§ **TO BE DONE**:
1: Say whether each statement agrees with the passage on the reality TV cast members below. Answer yes or no for each, and quote the deciding words of the passage. (a) Tony and Alyssa got married on October 14, 2023. (b) Nicole appeared on the third season of Ex on the Beach. (c) Sylvia Elsrode shares three children with Sergio Lira.
2: List every television show named in the passage on the reality TV cast members below.

## start PROVIDED PASSAGE

In 2017, Walls briefly dated Teen Mom 2 star Javi Marroquin.

Tony and Alyssa appeared on the second season of How Far Is Tattoo Far? The couple got engaged at the Reunion special of The Challenge: Final Reckoning, and ultimately got married on October 14, 2023.

In 2019, Nicole appeared on Game of Clones looking for a Ciara lookalike, and later on the fourth season of Ex on the Beach with exes Laurel Stucky, Ashley Ceasar and Jemmye Carroll. After exiting Ex on the Beach together, Nicole and Ashley appeared on True Life Presents: Quarantine Stories. Zanatta welcomed twin daughters Seraphina and Madyson on May 1, 2026.

Sylvia Elsrode became a real estate agent and appeared on House Hunters. On September 21, 2024, Elsrode married Sergio Lira, with whom she shares two children.

## end PROVIDED PASSAGE
## start DATASET EXCERPTS

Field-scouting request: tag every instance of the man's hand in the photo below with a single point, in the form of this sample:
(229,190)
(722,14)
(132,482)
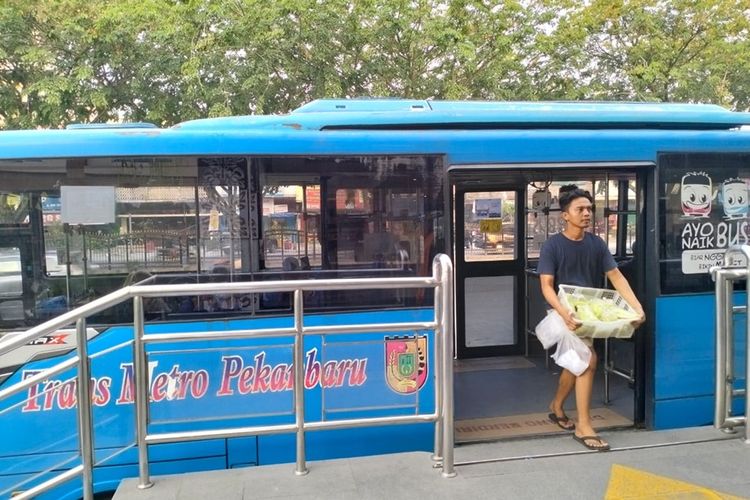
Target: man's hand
(638,322)
(570,320)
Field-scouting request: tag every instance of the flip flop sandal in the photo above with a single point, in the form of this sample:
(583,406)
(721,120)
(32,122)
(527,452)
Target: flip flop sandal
(600,446)
(563,422)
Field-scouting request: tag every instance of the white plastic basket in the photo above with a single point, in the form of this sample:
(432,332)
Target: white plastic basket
(621,328)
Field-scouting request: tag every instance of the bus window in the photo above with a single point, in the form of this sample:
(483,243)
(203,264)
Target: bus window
(349,217)
(291,220)
(489,226)
(614,217)
(703,210)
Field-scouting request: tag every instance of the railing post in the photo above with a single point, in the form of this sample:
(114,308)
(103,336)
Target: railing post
(747,350)
(140,373)
(437,454)
(299,383)
(446,331)
(722,310)
(85,431)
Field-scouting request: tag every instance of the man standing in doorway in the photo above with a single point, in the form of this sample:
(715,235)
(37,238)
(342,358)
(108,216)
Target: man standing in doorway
(577,257)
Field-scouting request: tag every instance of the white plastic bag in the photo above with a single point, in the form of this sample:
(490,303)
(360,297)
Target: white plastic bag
(550,330)
(572,354)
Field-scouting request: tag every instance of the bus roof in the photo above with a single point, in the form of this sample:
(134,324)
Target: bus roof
(410,114)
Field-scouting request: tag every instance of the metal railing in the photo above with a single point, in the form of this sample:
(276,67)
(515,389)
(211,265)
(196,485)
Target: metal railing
(725,276)
(442,324)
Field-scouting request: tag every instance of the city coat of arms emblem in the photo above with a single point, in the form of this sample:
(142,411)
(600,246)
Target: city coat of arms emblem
(406,363)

## end DATASET EXCERPTS

§ **OUTPUTS**:
1:
(a) Yes: "ultimately got married on October 14, 2023"
(b) No: "later on the fourth season of Ex on the Beach"
(c) No: "with whom she shares two children"

2:
Teen Mom 2
How Far Is Tattoo Far?
The Challenge: Final Reckoning
Game of Clones
Ex on the Beach
True Life Presents: Quarantine Stories
House Hunters